Point localization data:

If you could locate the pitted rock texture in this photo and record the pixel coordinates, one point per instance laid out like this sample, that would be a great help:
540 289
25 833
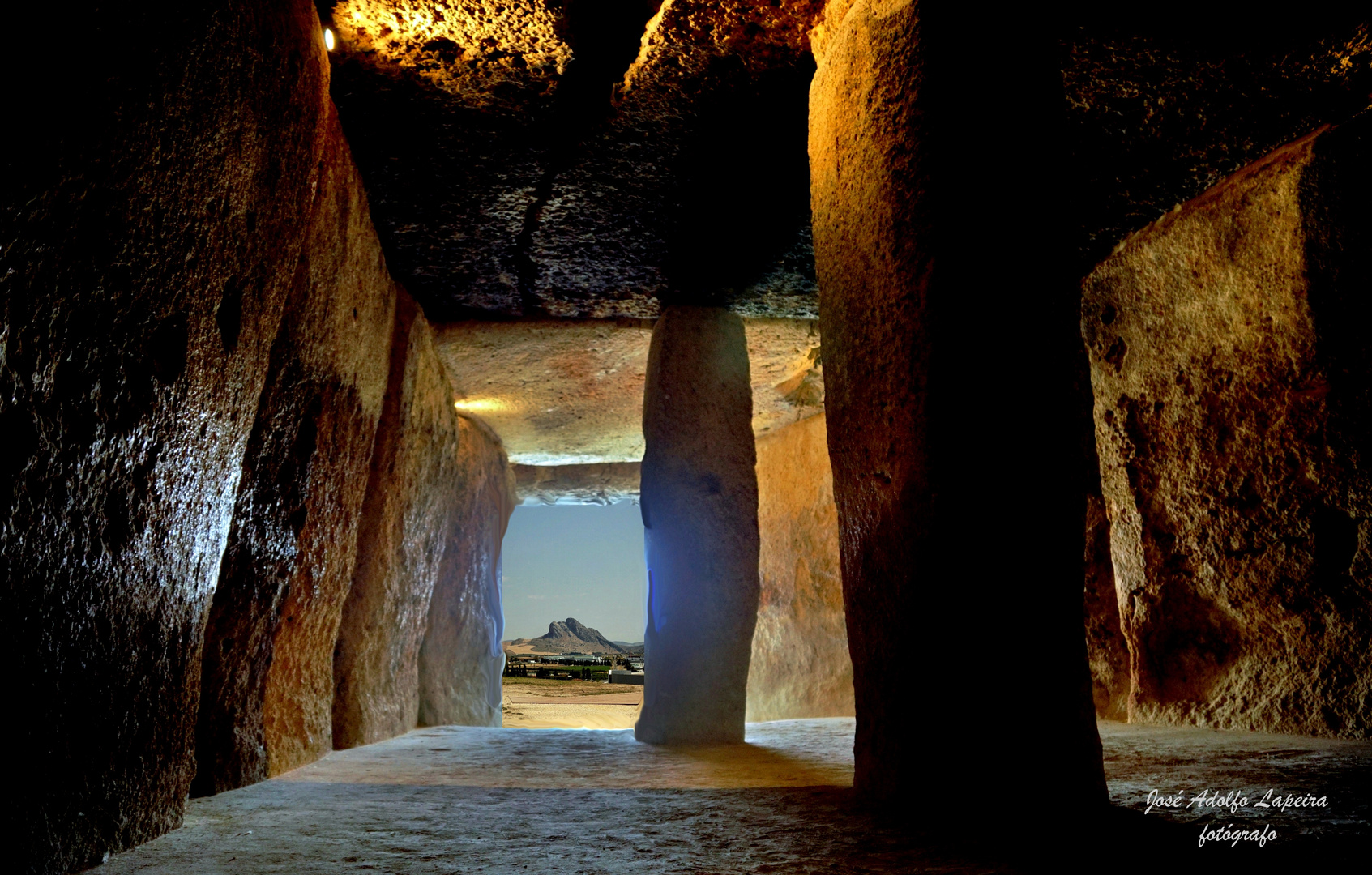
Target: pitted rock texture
576 484
483 53
700 519
412 498
951 506
267 678
675 173
1233 372
152 235
443 107
785 370
461 659
1160 111
571 205
800 664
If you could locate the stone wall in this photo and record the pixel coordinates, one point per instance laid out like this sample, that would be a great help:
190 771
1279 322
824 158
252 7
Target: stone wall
1231 369
412 495
461 660
800 664
152 237
294 538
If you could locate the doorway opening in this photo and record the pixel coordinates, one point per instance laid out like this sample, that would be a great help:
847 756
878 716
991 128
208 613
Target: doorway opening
574 594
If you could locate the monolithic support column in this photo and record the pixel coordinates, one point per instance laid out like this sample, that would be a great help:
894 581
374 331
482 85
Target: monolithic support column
948 317
700 528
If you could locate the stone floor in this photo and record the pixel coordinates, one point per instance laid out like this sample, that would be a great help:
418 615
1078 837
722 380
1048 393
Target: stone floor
568 801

TASK TO COMPLETE: Without any pictures, return the entries exactly as given.

RESPONSE TO THIS EXERCISE:
If you could locate the pitted rock texture in this photo and record the pixel coordinates, one point per instance laid out like this sample, that would be a great help:
540 289
25 833
Target: pitted rock texture
576 484
483 53
700 519
412 498
951 506
267 678
675 173
1233 372
152 235
443 107
785 370
461 659
1160 111
571 205
800 664
If you could locate the stone wall in this photo and record the pixel coordinates, one point per instance laid out like this sample, that would be a great help:
190 771
1279 322
824 158
252 7
Target: stone wall
1231 369
412 495
461 660
800 664
152 237
294 538
If you could locate the doorway opening in this photo and record the pixel coordinates, one point per instance laid out like this sample, that would be a great help:
847 756
878 716
991 128
208 613
Target: doorway opening
574 594
If you could locate the monolithic support column in this photo and record the pixel coordinates, one point per instance laid out like this sample, that would be a great help:
894 581
374 331
482 85
Target: monolithic support column
948 317
700 528
If you could locate the stone floor in this photo and record the pixel coordinates, one point per instance laid out like this sample, that would be a great help:
418 615
1078 837
722 380
1048 393
Target: stone floor
568 801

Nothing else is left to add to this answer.